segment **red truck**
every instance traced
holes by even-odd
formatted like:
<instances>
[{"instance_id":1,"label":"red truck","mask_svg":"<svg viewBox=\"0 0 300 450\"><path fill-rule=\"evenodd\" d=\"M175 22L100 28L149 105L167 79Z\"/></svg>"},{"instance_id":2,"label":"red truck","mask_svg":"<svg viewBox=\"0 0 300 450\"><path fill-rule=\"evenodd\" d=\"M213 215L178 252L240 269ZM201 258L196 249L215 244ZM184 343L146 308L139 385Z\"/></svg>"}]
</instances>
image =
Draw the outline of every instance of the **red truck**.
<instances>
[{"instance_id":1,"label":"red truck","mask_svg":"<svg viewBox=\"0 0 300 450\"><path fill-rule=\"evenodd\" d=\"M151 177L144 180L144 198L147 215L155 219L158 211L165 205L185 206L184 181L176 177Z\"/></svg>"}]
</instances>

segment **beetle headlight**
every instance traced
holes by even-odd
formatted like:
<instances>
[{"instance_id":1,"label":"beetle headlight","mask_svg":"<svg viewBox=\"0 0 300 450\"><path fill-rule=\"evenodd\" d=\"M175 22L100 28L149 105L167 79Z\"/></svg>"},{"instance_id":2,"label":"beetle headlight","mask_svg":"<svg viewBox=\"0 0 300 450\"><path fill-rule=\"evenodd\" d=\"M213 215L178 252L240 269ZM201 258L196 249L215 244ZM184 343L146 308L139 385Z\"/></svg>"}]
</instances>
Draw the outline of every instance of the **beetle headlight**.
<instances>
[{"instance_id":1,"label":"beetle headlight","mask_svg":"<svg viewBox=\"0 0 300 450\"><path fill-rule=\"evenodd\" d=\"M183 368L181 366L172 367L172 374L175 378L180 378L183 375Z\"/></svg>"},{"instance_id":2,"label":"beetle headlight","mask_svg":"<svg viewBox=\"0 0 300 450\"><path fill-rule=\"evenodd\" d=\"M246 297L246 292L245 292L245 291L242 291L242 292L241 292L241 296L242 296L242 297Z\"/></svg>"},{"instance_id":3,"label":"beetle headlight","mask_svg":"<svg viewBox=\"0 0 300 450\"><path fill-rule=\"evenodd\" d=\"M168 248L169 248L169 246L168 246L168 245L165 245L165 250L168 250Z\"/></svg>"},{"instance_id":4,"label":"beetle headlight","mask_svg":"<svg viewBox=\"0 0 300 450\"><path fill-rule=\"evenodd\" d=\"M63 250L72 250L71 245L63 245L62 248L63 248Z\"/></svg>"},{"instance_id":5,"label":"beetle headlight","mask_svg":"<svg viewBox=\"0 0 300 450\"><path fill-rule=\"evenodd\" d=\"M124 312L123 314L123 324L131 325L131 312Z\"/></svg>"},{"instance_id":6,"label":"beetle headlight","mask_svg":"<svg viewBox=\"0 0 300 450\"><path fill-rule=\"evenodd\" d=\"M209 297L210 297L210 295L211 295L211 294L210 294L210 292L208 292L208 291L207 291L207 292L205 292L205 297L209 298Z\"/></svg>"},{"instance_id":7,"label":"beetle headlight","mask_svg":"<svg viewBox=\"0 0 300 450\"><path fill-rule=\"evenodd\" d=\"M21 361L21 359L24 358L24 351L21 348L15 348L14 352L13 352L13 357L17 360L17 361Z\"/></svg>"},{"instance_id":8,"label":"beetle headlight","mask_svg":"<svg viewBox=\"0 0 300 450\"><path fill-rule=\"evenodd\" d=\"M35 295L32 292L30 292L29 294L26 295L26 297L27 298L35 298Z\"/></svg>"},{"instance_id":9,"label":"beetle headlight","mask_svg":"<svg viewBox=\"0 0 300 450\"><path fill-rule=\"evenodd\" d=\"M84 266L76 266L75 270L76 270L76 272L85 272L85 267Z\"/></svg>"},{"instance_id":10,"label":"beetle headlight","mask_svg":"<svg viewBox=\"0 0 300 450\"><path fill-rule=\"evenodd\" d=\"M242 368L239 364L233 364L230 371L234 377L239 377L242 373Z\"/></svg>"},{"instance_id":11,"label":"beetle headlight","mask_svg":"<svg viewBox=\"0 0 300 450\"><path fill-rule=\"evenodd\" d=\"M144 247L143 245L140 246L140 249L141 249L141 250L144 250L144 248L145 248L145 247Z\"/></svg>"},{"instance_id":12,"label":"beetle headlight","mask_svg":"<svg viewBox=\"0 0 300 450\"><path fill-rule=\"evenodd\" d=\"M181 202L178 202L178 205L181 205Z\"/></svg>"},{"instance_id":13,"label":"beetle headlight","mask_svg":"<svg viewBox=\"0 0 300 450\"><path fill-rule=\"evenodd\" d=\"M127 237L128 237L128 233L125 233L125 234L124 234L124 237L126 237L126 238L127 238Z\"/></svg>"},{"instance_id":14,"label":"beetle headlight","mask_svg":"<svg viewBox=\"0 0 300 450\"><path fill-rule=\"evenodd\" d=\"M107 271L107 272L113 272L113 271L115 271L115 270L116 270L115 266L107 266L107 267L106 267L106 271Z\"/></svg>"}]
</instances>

▶ [WHAT THE TASK ASKS] Your answer should reproduce each line of the listing that holds the word "segment".

▶ [WRITTEN REPLY]
segment **red truck**
segment **beetle headlight**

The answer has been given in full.